━━━━━ Records provided

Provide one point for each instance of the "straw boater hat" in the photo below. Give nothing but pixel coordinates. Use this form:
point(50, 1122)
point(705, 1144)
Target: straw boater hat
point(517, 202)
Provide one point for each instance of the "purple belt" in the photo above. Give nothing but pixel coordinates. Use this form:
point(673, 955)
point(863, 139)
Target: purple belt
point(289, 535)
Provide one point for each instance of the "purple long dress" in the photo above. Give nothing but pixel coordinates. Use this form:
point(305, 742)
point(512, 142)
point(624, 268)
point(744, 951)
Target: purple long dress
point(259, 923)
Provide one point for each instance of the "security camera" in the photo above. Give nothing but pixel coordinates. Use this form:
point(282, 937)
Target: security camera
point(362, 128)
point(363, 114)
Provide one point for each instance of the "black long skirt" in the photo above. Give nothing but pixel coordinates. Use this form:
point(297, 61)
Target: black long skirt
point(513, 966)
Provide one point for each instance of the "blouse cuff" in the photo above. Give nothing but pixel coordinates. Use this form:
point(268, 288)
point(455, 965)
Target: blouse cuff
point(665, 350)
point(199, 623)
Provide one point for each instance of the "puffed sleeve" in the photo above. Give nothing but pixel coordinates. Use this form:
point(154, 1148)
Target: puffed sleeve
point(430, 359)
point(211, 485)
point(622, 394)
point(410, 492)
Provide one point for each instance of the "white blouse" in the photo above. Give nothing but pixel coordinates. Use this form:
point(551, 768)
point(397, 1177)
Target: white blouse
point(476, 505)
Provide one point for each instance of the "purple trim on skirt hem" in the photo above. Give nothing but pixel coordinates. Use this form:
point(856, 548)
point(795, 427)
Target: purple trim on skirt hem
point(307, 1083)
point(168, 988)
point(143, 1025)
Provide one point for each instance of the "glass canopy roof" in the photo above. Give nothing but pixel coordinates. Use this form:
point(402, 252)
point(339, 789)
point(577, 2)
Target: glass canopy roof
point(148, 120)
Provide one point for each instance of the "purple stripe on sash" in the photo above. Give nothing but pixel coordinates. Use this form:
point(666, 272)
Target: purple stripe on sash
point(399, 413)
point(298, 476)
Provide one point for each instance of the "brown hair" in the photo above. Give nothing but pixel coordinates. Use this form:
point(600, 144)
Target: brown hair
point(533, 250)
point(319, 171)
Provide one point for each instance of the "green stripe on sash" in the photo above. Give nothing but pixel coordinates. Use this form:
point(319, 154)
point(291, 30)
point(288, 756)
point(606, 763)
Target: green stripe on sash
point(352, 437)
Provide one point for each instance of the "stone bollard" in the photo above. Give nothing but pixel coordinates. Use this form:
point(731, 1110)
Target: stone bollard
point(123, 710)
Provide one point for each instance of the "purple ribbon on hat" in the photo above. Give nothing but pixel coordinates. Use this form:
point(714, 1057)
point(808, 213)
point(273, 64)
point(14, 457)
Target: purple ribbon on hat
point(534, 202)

━━━━━━━━━━

How to complete this task: Restate every entry above exactly as it stands.

Written reply:
Provide one point for each instance of the "straw boater hat" in the photo below. Give nothing but pixel coordinates. Use this form:
point(50, 1122)
point(705, 1144)
Target: straw boater hat
point(517, 202)
Provide one point for each instance of the "purple belt" in the photo above. Give nothing but pixel coordinates. Use this form:
point(673, 955)
point(863, 139)
Target: purple belt
point(289, 535)
Provide one point for each instance of the "purple long dress" in the photo above. Give nothing but pixel coordinates. Use this form:
point(305, 742)
point(512, 142)
point(624, 268)
point(744, 951)
Target: purple long dress
point(259, 923)
Provide one point for each instance of the "security camera" in the photo above. Give nothing but pixel coordinates. Use this form:
point(282, 937)
Target: security camera
point(362, 128)
point(363, 114)
Provide one point for each instance of the "black long skirt" in the photo above. Give nothing but pixel coordinates. Use this form:
point(297, 61)
Target: black long skirt
point(513, 966)
Provide one point for each instance of the "blouse cuff" in the photo above. Give nothing but pixel coordinates. Use this form:
point(268, 288)
point(455, 965)
Target: blouse cuff
point(665, 350)
point(199, 623)
Provide one point for each instance of the "puffed sleeve" in the photo above. Give nothing but pixel coordinates. Use this form:
point(154, 1148)
Target: puffed sleeve
point(430, 359)
point(211, 485)
point(622, 394)
point(410, 492)
Provide one point for each instance of the "white blouse" in the photo above. Give nothing but pixel coordinates. Use this form:
point(551, 768)
point(397, 1177)
Target: white blouse
point(476, 505)
Provide one point for each instance of the "purple trim on skirt hem" in the photo above. Give nothing but pixel coordinates. Use this form:
point(856, 548)
point(795, 427)
Target: purple trim on skirt hem
point(307, 1083)
point(168, 988)
point(143, 1025)
Provide one point for each instance of the "glass canopy roof" in the photo above. Give nothing but pixel coordinates. Use this form:
point(402, 252)
point(339, 789)
point(577, 2)
Target: glass canopy roof
point(148, 120)
Provide one point for each instance of the "purple stripe on sash" in the photo above. Give nothing but pixel coordinates. Use this form:
point(666, 272)
Target: purple stripe on sash
point(399, 413)
point(298, 476)
Provide one point for each instance of the "brown hair" in the photo above. Give nothing but pixel coordinates. Use this form:
point(600, 144)
Target: brown hair
point(533, 250)
point(319, 171)
Provide one point for each instance of the "green stripe on sash" in the photo above. Give nothing but pixel coordinates. Use this form:
point(319, 154)
point(291, 30)
point(288, 756)
point(606, 763)
Target: green stripe on sash
point(352, 437)
Provide one point for each instance of the "stone bollard" in the photo above. Give nothing but pixel coordinates. Use this form:
point(731, 1110)
Target: stone bollard
point(123, 710)
Provide one point for each instance of the "purple ribbon on hat" in the photo above. Give nothing but pixel coordinates. Use this form:
point(714, 1057)
point(808, 213)
point(273, 64)
point(14, 457)
Target: purple ribbon on hat
point(534, 202)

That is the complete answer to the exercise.